━━━ Recorded information ━━━

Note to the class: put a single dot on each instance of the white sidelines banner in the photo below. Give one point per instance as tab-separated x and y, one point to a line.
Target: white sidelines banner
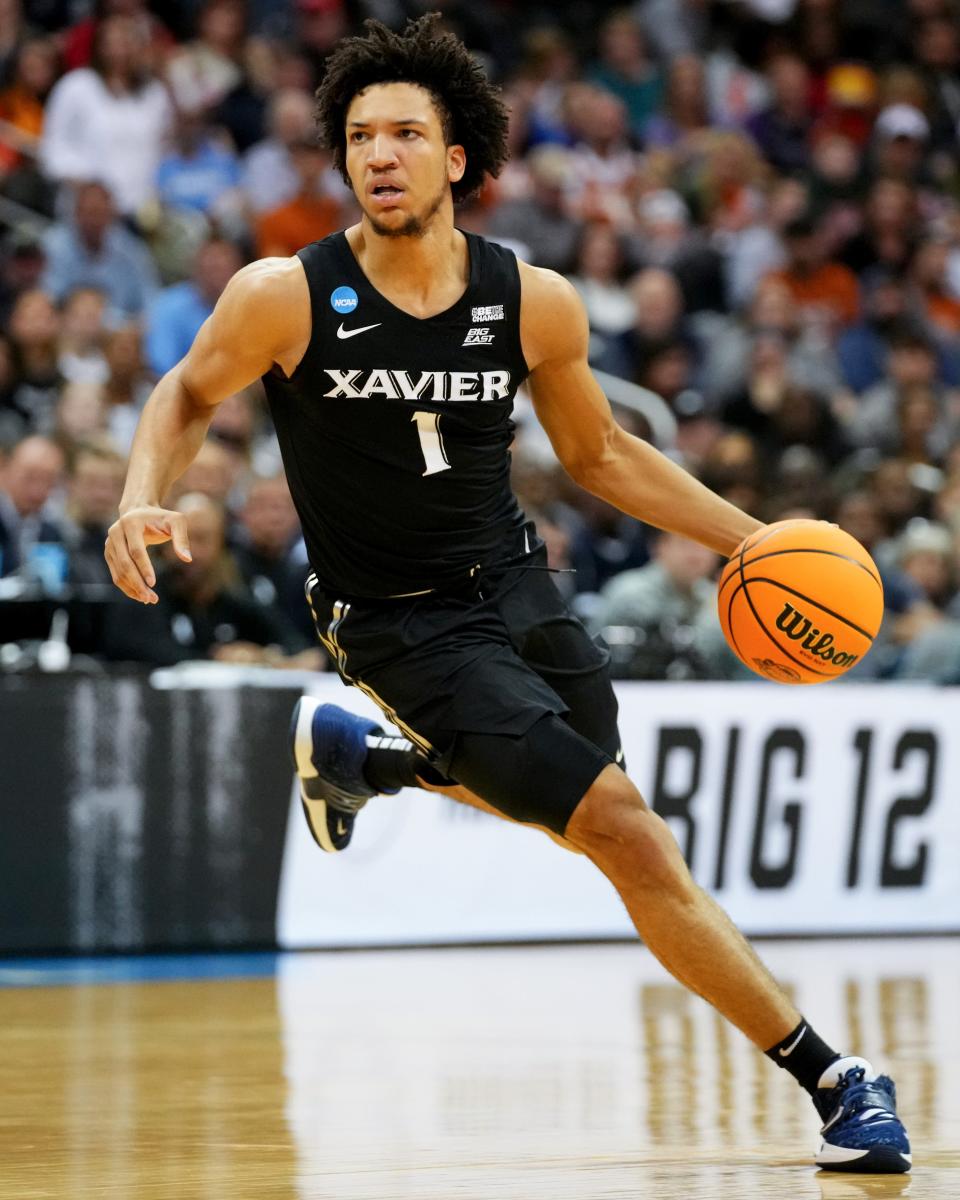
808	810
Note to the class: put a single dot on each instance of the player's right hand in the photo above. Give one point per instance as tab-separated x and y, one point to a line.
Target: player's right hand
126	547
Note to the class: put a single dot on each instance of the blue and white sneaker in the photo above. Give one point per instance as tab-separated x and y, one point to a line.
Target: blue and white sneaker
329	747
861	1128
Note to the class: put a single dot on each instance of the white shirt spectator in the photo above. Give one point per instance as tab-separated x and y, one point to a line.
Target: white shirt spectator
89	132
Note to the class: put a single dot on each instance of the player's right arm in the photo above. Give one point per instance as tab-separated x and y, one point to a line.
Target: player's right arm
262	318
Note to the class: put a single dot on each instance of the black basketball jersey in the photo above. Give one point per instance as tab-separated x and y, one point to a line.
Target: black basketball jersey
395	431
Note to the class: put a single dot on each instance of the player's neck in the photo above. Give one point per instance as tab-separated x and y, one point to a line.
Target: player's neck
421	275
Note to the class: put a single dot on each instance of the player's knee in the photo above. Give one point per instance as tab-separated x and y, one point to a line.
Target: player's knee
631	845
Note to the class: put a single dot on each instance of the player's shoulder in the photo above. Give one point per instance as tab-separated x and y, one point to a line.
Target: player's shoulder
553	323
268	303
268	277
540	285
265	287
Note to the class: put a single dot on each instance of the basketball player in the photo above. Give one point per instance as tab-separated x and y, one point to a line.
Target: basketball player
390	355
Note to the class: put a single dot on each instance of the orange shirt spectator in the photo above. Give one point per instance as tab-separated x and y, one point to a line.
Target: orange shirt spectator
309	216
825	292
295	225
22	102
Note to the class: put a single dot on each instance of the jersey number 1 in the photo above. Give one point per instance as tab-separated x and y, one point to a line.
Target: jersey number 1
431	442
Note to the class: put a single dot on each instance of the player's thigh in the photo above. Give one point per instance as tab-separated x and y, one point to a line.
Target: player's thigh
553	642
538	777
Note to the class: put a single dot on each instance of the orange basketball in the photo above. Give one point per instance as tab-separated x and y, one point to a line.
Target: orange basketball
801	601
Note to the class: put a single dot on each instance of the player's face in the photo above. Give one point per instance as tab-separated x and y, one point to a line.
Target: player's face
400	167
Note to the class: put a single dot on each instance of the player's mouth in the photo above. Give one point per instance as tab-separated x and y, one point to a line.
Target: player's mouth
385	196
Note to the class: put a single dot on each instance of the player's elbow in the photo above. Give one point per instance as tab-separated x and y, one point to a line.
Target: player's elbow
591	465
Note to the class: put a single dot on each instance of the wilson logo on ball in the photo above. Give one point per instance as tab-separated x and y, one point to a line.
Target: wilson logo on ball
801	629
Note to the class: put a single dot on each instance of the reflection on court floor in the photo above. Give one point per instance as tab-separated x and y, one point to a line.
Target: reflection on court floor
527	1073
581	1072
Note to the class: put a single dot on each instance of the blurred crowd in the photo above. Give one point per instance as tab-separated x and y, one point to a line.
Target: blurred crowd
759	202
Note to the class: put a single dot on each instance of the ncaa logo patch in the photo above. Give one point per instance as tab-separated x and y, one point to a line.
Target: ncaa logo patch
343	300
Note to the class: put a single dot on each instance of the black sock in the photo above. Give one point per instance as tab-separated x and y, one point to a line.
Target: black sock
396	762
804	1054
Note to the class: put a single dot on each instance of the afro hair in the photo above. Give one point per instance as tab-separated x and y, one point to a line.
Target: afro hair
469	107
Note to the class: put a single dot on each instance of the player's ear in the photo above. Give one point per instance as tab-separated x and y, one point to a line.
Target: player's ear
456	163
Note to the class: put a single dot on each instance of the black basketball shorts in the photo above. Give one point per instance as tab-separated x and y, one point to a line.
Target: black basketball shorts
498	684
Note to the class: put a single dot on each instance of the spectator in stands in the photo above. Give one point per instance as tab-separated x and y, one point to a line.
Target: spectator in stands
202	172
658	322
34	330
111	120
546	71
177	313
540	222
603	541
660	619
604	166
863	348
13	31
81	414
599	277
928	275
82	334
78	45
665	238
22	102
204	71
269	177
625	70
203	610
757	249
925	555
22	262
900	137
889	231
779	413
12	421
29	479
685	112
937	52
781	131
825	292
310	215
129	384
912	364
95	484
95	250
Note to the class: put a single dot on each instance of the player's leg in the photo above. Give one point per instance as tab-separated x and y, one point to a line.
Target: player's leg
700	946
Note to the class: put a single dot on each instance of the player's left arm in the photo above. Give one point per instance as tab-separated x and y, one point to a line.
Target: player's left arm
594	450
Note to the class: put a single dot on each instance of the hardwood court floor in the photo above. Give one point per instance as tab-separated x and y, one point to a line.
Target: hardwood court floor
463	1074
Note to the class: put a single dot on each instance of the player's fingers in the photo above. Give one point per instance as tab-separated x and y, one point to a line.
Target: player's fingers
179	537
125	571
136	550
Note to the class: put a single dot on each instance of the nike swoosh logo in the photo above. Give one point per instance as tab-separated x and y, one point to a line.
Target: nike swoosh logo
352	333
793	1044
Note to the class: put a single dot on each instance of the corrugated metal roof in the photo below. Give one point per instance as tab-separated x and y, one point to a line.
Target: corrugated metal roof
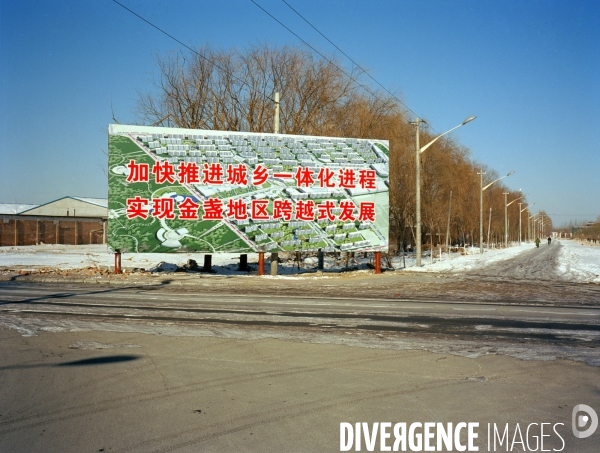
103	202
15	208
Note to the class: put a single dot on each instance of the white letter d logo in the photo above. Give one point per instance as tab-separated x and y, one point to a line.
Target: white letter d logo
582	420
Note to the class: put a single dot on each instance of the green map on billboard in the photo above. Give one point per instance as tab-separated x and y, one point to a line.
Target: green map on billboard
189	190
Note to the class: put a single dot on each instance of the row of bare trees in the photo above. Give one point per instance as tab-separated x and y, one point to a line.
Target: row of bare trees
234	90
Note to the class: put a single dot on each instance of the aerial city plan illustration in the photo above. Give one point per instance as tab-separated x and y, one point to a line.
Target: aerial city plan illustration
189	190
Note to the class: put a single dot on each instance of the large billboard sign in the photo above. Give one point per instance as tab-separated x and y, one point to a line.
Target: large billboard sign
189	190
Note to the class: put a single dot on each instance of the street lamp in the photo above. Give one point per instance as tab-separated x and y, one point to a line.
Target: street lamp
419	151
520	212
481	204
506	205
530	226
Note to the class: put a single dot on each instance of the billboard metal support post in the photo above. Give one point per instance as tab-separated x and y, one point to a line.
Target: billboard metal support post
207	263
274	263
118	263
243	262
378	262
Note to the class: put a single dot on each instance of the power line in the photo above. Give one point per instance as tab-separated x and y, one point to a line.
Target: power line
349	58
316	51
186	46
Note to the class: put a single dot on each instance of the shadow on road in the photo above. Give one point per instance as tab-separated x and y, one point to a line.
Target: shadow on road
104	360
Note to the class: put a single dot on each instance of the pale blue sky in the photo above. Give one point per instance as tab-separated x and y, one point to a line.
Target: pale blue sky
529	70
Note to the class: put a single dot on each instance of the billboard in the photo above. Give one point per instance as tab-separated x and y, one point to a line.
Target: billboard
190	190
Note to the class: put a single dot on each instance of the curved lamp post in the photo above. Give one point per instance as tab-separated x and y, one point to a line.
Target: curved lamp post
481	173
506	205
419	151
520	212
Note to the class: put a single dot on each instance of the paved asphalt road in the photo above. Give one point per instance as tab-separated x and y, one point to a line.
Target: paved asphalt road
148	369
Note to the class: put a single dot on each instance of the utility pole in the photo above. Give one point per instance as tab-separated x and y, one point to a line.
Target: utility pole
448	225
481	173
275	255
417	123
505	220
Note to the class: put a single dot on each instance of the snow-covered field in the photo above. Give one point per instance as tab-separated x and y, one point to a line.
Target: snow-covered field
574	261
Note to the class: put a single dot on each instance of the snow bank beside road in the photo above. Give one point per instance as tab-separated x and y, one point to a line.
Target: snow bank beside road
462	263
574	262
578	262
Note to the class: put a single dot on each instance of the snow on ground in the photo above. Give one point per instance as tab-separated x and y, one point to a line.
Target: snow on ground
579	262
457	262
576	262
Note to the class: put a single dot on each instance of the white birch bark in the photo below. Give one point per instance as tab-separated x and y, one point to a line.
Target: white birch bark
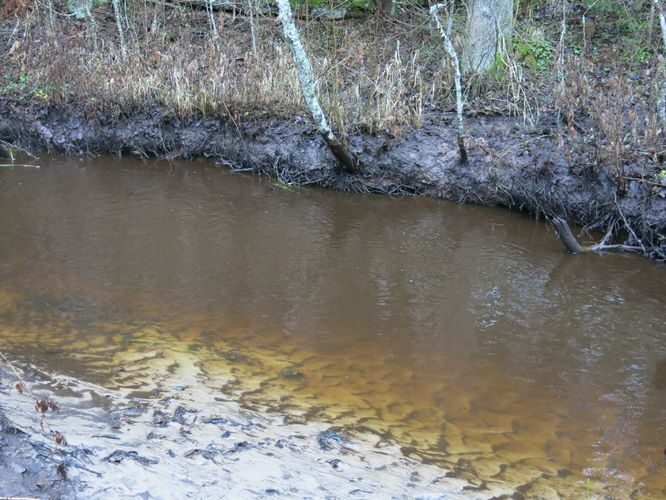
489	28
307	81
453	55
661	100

━━━

**Your task**
Repeat the lines above, from the one containing "of the snow-covered" through the last line, leaving out any pictures.

**Answer in full**
Note to the class: put a single dot on each instance of the snow-covered field in the photo above. Give one point per instance as tab-separated x and y, one point to a line.
Target: snow-covered field
574	261
Note to the class: put a single dot on each instance of the snow bank beside road in the photo above. Give one point per instance as tab-separated x and y, one point to a line.
Target: snow bank beside road
462	263
574	262
578	262
Note to the class: put a single dot on each instance of the snow on ground in the photo above. Give one point per instance as tab-separated x and y, one point to a line.
Target: snow on ground
579	262
457	262
576	262
Note to the class: put a single dot on each instance of the white birch bark in the photo below. Give one point per instance as tab-separated x and y, one point to a line.
Target: white birch bark
489	28
307	81
453	55
661	100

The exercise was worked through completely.